# VORGEGEBENER TEXT

┌────────

# Besten 3D spiele



## Master06 (13. Februar 2011)

Hallo zusammen,
könnt ihr mir sagen welche Spiele die besten 3D Grafiken haben auf PC?  


Danke
MFG Master06


----------



## -Phoenix- (13. Februar 2011)

Moin

Metro 2033 und Crysis.

lg.


----------



## der_knoben (13. Februar 2011)

So siehts aus.


----------



## cemo (13. Februar 2011)

ALso ich spiele mit dem 3D Vision System von Nvidia COD sehr gerne und BFBC2 datt ist Geil in 3D


----------



## Chriss4Cross (13. Februar 2011)

Hat jmd. mal Fifa in 3D gespielt?

Könnte mir da vorstelln, dass man sogar nen Vorteil von 3D hat..?!


----------



## Gast1111 (13. Februar 2011)

@TE Meinst du die normale Grafik also ohne 3D Techniken wie 3D Vision (Das heißt nämlich dann auch 3D Spiele) oder die beste Grafik mit 3 Dimensionalen Effekten, also die die z.B mit Shutter Brillen realisiert werden?


----------



## -Lucky+Devil- (13. Februar 2011)

Hi,

leider kann ich nur von 3D Discover (also Red/Cyan Brille) berichten, aber die Spiele dürften bei Shutterbrillen-3D genauso gut oder schlecht vom Effekt her sein.

Was mich sehr fasziniert hat, war: *
(sehr gut)*
 Left2Dead 1 (Link zu Nvidia Surround 3D Bildern (red/cyan-Brille))
Call of Duty 6 (Hammer!)  (Link zu Nvidia Surround 3D Bildern (red/cyan-Brille))
Prototype  (Link zu Nvidia Surround 3D Bildern (red/cyan-Brille))
Avatar
Resident Evil 5

Left2Dead 2  (Link zu Nvidia Surround 3D Bildern (red/cyan-Brille)) war wiederum "*gut*" und Call of Duty 4 war sogar "befriedigend-ausreichend".
Gut war ausserdem noch:
Dirt2 (jaaa, empfand ich als gut, obwohl es nur als "poor" bewertet wurde)
GTA4
Battefield: BC 2 (war fast sehr gut!!)

*
befriedigend*:
Dead Space 1 (bis ausreichend)
*
ausreichend*:
Half Life 2 mit Fakefactory Mod (Episode 2 probiert)

Sehr schlecht oder geht gar nicht (*mangelhaft*):
Call of Juarez

Mehr habe ich noch nicht ausprobiert. Ist nur meine Meinung. 


Ich fand es ziemlich spassig und CoD 4 und L4Dead 1 waren richtig geil!!

└────────

(Teil einer Datendatei)
┌────────

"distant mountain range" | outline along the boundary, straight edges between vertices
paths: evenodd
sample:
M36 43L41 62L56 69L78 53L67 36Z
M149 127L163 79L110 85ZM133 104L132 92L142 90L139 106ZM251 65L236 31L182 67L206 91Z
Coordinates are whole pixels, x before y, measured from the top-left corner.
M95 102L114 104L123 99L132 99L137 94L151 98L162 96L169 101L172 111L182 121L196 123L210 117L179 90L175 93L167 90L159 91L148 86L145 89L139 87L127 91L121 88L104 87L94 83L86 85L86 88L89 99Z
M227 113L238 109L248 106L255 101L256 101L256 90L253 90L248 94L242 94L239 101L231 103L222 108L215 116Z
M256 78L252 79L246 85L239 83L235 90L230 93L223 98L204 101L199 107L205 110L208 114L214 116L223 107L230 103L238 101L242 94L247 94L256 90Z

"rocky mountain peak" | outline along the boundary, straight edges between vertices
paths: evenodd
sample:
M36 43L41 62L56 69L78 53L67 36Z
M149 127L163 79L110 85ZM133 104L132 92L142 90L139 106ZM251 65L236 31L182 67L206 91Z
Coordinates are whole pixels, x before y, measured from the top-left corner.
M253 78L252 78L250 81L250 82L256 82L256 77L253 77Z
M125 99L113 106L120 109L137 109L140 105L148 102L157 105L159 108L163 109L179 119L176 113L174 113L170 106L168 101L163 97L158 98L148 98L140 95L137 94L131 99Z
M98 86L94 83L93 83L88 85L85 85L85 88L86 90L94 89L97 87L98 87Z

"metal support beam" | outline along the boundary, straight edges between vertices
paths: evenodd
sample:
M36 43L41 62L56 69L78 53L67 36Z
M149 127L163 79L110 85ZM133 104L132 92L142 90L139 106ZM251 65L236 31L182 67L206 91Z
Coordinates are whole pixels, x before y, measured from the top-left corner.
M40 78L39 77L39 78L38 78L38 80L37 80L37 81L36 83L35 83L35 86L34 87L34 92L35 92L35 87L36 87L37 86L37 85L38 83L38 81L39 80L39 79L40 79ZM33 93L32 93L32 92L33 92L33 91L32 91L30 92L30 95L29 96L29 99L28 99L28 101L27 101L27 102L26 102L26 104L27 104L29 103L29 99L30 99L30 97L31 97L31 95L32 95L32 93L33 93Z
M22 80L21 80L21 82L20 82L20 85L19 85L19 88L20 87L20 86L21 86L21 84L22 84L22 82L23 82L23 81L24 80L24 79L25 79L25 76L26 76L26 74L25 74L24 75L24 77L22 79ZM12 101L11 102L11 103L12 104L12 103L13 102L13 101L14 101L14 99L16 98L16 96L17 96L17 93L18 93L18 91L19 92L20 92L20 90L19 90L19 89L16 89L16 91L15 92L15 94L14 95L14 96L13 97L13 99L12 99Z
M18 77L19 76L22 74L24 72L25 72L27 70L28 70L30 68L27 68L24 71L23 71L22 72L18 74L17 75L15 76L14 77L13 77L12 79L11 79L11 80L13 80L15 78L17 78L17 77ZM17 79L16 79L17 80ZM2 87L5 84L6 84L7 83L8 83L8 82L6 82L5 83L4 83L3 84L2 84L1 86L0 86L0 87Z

└────────

# AUFGABE 1
Schreib aus dem Thread über 3D-Spiele die Stelle ab, die mit „Call of Duty 6“ beginnt und bis einschließlich „fast sehr gut!!)“ reicht.
# AUFGABE 2
Welche zwei Spiele nennt -Phoenix- im Thread über 3D-Spiele?
Die Zeilen werden hier nicht gebraucht.

# RICHTIGE ANTWORT 1
Call of Duty 6 (Hammer!)  (Link zu Nvidia Surround 3D Bildern (red/cyan-Brille))
Prototype  (Link zu Nvidia Surround 3D Bildern (red/cyan-Brille))
Avatar
Resident Evil 5

Left2Dead 2  (Link zu Nvidia Surround 3D Bildern (red/cyan-Brille)) war wiederum "*gut*" und Call of Duty 4 war sogar "befriedigend-ausreichend".
Gut war ausserdem noch:
Dirt2 (jaaa, empfand ich als gut, obwohl es nur als "poor" bewertet wurde)
GTA4
Battefield: BC 2 (war fast sehr gut!!)

# RICHTIGE ANTWORT 2
Metro 2033 und Crysis.